## THE PROBLEM
Find each line in the data that contains the string "hair" and copy those lines out. Match case exactly.

Stored records:

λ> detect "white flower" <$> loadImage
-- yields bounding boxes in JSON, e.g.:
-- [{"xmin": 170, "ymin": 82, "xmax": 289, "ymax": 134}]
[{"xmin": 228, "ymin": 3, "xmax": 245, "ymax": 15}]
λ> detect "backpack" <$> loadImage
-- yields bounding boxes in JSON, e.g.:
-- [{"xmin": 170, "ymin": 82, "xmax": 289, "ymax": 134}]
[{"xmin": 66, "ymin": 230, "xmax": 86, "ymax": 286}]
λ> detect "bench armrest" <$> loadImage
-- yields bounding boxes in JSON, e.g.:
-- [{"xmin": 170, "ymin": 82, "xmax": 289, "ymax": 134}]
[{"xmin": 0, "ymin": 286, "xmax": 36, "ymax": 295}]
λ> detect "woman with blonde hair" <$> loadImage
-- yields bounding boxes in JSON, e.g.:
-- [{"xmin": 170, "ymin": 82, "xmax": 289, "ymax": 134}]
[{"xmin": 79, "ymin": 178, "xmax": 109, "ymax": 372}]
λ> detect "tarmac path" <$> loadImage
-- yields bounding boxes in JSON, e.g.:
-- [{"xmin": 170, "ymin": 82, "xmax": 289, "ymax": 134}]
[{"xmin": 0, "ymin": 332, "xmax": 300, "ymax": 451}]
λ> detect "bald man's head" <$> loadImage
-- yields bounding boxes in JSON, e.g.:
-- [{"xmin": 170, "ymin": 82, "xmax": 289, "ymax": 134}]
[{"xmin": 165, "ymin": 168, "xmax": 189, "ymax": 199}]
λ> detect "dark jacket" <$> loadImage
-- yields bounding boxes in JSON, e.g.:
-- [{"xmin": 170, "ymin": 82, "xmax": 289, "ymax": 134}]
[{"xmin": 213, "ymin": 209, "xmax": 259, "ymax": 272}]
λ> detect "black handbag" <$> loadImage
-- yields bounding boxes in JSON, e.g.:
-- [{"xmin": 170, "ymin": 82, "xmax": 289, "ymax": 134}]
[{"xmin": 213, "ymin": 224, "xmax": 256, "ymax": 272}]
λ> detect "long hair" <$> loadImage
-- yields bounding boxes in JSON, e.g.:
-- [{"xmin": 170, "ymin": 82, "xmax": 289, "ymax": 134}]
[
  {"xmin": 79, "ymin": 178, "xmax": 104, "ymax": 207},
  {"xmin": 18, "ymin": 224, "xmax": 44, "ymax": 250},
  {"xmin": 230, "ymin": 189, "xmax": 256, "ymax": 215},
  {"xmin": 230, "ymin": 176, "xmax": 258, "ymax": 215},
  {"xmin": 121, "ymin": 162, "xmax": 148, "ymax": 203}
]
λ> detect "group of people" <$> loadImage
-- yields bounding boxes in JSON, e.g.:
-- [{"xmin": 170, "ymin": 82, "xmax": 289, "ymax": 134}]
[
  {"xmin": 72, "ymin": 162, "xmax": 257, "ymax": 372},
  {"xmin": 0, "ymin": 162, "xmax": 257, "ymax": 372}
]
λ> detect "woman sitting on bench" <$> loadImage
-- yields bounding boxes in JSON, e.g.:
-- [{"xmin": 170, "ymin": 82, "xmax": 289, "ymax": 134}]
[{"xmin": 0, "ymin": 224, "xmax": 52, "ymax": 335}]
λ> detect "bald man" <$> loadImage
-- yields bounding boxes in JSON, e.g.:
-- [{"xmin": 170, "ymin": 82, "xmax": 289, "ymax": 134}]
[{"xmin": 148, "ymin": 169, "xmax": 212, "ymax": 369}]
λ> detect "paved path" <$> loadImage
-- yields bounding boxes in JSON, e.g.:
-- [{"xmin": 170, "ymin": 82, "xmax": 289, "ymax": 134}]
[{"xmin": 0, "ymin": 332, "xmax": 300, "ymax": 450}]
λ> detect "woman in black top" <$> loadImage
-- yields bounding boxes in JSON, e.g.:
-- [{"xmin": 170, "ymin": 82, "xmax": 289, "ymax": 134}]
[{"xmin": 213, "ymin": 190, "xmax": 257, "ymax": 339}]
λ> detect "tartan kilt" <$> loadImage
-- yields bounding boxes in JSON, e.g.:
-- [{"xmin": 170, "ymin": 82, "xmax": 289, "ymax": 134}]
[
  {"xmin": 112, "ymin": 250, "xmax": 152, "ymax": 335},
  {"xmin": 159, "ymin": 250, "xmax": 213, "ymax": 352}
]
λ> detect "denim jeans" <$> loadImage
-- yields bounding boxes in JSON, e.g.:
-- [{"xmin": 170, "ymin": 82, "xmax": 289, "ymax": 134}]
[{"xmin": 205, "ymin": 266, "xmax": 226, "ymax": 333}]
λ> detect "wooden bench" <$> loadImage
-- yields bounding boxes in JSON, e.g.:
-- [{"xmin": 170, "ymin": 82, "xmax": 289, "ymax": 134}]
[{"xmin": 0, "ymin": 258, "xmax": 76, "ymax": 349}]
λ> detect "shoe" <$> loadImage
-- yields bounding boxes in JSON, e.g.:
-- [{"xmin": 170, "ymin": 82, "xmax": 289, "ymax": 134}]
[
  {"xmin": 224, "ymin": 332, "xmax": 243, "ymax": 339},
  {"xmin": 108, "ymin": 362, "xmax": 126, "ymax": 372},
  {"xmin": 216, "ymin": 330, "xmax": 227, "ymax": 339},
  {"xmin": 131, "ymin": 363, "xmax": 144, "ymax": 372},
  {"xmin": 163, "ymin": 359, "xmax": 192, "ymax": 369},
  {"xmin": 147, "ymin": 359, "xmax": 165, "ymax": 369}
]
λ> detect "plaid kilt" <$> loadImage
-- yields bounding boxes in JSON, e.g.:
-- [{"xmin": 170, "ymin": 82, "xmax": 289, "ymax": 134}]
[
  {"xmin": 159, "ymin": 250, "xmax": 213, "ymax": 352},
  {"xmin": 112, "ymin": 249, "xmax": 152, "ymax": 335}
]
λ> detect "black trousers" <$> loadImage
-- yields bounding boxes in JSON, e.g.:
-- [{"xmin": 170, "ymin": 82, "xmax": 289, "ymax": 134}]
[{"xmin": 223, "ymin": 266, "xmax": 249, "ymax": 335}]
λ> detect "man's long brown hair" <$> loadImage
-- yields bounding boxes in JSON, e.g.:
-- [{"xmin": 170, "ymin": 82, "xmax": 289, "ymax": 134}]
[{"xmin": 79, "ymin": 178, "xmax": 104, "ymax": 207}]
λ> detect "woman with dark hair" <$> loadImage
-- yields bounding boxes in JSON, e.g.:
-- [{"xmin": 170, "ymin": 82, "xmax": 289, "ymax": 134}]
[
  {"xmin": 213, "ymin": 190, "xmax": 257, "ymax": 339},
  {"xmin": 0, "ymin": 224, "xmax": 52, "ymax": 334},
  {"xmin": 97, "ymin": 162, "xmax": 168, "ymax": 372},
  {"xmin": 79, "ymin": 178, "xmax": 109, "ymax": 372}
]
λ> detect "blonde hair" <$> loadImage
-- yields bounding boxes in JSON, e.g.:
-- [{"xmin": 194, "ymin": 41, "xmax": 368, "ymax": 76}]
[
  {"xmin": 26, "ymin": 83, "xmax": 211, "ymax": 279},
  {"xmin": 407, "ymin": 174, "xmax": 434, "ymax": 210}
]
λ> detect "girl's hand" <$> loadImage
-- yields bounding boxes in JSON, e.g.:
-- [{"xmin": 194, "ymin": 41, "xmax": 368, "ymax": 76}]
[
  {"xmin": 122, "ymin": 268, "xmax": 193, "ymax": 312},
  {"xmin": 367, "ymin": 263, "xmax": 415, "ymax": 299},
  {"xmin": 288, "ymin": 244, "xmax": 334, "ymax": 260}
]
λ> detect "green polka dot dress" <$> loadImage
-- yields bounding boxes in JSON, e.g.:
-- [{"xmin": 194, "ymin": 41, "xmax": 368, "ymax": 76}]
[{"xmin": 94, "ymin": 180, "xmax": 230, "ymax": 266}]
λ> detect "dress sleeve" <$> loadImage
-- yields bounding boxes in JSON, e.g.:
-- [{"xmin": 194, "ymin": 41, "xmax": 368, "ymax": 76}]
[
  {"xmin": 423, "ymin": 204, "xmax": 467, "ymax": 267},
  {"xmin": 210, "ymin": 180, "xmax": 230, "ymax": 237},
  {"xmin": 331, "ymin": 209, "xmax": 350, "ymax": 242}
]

## EXERCISE ANSWER
λ> detect "woman with blonde hair" <$> loadImage
λ> detect "long hair" <$> loadImage
λ> detect "man's long brown hair" <$> loadImage
λ> detect "woman with dark hair" <$> loadImage
λ> detect "blonde hair" <$> loadImage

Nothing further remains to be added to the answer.